Selected passage:

Of course, things didn't work out. Lindros suffered a concussion on a hit from Darius Kasparaitis in 1998, and things were never really the same. He missed 18 games. He suffered at least six concussions in a Flyers uniform—once even in practice—and feuded both behind the scenes and openly with general manager Bobby Clarke. He rushed back from those concussions as the Flyers made a run in the Stanley Cup Playoffs.

Then came the hit, Lindros' last play in a Flyers uniform. Scott Stevens drilled Lindros as he went down the middle of the ice in Game 7 of the Eastern Conference Finals. The Flyers lost the game—on home ice, no less—and the series after being up 3-1.

Some of Lindros' many concussions came from his of play: ''One of the stupidest mistakes I've ever made was trying to carry the puck with my head down,'' he said in 1999. Of course, he tried to skate down the middle with his head down a year later when Stevens delivered his famous hit.

But the Flyers did Lindros dirty. In 1999, Lindros felt team doctors had underplayed a rib injury. It turned into a collapsed lung. Lindros was rushed to the hospital. After Lindros publicly criticized trainer John Worley, the Flyers added three years to his contract. Lindros' father and agent, Carl, said the Flyers were trying to "kill" Eric. "All the controversies, Eric brings them on himself," Clarke said. " 'John Worley wouldn't treat Eric properly. I was going to put him on a plane to try to kill him.' This kind of stuff never ends."


The team knew he had concussion symptoms, but treated him with over-the-counter headache medicine. Jeremy Roenick, then with the Coyotes, was returning from a broken jaw, but Lindros wasn't ready for the playoff opener. "You gonna let that [unknown curse word] come back before you?" an assistant coach taunted Lindros. Clarke laughed. Lindros confronted him about it, and was told to "stop being a baby."

Lindros ended up sitting out another year as he recovered from the Stevens hit and the Flyers tried to figure out what to do with him. Lindros tried to force a trade to Toronto, but the Flyers didn't think the Maple Leafs were offering enough. He eventually went to the Rangers. "He hurt this organization," Clarke said. "I couldn't care less about him." Lindros would play another five seasons, and just three more playoff games, before retiring at 33.

But time heals wounds, and Clarke was "instrumental" in getting Lindros elected into the Hockey Hall of Fame. Lindros returned to Philadelphia for the 2012 Winter Classic Alumni Game. Lindros, for his part, is now blazing a trail for player safety.

"Listen, I wasn't perfect, no one is perfect," Lindros told The Hockey News. "But I do sit here and feel quite comfortable about my health going forward. I feel good. We're going to be fine. Our [kids] are healthy, and we're lucky." He's living quite comfortably in a posh Toronto neighborhood.

It's easy to look at Eric Lindros' career, even with the Hall of Fame nod, and think of it as a bit of a disappointment. He never won a Stanley Cup. He left the Flyers on acrimonious terms. He somehow inspired a headline, "Lindros denies mob connection."

Given information:
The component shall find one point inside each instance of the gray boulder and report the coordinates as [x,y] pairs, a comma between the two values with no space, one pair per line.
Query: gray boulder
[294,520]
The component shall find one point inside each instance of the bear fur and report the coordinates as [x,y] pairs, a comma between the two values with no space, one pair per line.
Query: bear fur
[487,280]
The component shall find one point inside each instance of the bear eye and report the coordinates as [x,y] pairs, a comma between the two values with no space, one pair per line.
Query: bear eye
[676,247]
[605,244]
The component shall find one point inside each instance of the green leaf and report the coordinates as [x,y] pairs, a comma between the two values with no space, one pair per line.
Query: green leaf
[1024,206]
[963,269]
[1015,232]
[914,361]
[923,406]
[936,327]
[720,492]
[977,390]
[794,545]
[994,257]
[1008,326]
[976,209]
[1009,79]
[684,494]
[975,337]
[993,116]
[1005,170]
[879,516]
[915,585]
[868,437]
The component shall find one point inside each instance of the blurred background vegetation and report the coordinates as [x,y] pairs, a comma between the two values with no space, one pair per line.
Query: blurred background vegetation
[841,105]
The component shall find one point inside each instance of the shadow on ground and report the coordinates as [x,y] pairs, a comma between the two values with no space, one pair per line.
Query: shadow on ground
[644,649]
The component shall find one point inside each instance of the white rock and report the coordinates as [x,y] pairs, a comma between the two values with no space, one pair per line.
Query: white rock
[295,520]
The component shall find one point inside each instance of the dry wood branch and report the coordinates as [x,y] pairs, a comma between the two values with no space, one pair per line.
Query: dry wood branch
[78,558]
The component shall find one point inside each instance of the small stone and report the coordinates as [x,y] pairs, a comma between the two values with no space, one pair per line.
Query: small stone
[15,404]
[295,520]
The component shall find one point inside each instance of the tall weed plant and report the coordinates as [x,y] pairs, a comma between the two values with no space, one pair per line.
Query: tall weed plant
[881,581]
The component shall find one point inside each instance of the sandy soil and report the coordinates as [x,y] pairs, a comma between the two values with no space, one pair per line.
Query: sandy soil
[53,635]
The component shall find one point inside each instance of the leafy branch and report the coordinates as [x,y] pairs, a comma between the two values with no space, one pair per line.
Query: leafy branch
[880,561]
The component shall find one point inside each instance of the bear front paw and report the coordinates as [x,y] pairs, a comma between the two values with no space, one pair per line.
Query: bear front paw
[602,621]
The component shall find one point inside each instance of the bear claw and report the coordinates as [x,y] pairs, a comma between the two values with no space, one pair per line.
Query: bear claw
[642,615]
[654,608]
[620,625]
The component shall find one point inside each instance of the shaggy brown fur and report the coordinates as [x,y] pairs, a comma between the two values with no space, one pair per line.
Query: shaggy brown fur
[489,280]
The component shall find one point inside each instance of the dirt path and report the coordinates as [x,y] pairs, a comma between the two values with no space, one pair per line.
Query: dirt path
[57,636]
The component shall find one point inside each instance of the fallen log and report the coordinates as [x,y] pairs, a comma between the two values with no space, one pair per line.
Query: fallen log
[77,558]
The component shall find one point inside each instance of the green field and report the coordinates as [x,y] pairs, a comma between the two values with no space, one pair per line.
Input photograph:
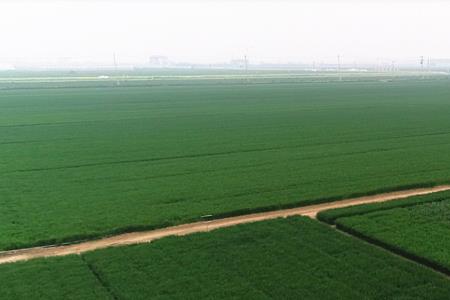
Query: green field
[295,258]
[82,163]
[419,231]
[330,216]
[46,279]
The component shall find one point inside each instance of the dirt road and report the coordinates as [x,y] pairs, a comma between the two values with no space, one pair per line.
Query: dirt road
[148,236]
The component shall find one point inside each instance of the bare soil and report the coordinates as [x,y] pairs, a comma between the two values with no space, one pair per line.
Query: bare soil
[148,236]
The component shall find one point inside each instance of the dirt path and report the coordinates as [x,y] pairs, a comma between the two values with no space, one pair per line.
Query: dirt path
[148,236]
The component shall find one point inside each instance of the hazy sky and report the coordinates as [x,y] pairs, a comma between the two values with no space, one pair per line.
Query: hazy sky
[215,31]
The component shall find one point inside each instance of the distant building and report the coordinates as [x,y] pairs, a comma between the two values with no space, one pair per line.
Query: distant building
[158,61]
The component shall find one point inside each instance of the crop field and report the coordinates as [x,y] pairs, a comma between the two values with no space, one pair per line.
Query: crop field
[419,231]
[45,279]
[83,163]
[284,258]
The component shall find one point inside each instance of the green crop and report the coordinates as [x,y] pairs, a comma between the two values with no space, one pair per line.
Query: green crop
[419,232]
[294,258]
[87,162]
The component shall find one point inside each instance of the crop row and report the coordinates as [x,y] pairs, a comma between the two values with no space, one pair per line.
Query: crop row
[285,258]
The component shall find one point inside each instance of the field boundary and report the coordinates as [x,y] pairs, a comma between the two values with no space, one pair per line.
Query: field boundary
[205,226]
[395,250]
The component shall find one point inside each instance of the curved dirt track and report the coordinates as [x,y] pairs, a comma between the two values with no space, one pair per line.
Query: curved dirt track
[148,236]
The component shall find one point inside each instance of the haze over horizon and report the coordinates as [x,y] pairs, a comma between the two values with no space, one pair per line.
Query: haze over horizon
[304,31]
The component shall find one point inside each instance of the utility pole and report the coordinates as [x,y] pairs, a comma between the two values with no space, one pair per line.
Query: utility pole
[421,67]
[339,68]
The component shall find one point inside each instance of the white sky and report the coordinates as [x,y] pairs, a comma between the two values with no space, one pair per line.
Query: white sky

Problem description:
Write out the Eric Lindros text word for word, from "Of course, things" to "being up 3-1.".

Expected output:
Of course, things didn't work out. Lindros suffered a concussion on a hit from Darius Kasparaitis in 1998, and things were never really the same. He missed 18 games. He suffered at least six concussions in a Flyers uniform—once even in practice—and feuded both behind the scenes and openly with general manager Bobby Clarke. He rushed back from those concussions as the Flyers made a run in the Stanley Cup Playoffs.

Then came the hit, Lindros' last play in a Flyers uniform. Scott Stevens drilled Lindros as he went down the middle of the ice in Game 7 of the Eastern Conference Finals. The Flyers lost the game—on home ice, no less—and the series after being up 3-1.